**To be done**. Can you quote exactly the stretch of lines from the one with "Exercise. Point out the paved" through the final line of the material, both ends included?
[START OF Extracted information]
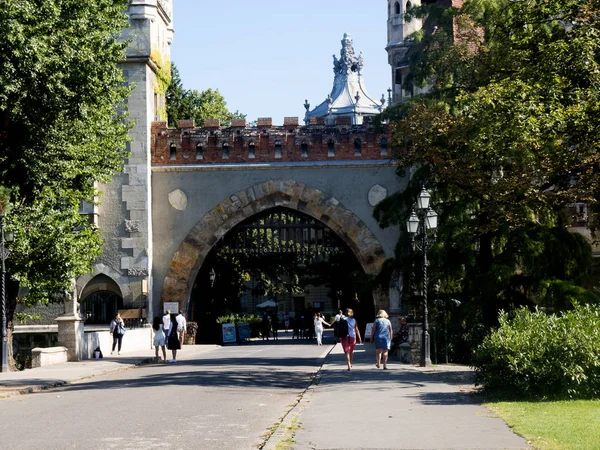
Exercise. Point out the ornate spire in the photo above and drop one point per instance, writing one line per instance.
(349, 96)
(348, 62)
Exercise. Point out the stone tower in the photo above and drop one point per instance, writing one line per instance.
(124, 214)
(399, 44)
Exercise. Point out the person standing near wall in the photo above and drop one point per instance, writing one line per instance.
(381, 336)
(117, 331)
(350, 339)
(167, 321)
(173, 341)
(181, 325)
(159, 338)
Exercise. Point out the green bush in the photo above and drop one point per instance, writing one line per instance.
(540, 355)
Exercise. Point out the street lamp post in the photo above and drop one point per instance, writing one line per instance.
(4, 252)
(424, 219)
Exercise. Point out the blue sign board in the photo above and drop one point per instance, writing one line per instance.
(243, 331)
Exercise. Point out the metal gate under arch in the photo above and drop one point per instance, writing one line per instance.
(100, 307)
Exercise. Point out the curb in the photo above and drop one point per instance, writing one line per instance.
(46, 387)
(285, 428)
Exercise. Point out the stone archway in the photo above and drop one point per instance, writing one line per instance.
(101, 269)
(192, 252)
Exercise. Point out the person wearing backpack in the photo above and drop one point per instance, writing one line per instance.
(117, 330)
(348, 331)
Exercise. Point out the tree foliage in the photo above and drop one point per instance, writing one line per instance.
(63, 127)
(185, 104)
(507, 138)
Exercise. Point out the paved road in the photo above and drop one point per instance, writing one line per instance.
(228, 398)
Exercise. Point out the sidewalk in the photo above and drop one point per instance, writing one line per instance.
(34, 380)
(406, 407)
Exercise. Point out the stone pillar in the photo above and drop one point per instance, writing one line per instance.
(395, 293)
(70, 327)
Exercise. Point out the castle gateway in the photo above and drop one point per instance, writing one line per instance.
(189, 198)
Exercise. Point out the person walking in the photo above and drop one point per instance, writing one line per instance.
[END OF Extracted information]
**Written solution**.
Exercise. Point out the paved road in the photo above and drop one point per instance, writing one line per instance.
(228, 398)
Exercise. Point out the sidewalk in the photo above and drop one point per instance, writing one line per instance.
(34, 380)
(406, 407)
Exercise. Point out the stone pillar in the photo above and drop one point per instance, writing one line per instance.
(395, 293)
(70, 327)
Exercise. Point out the castle gateway in the photo above and drop one point per instance, writing one line per instance.
(189, 198)
Exercise. Point out the person walking in the photo above and drop one point per instance, writing one line per instance.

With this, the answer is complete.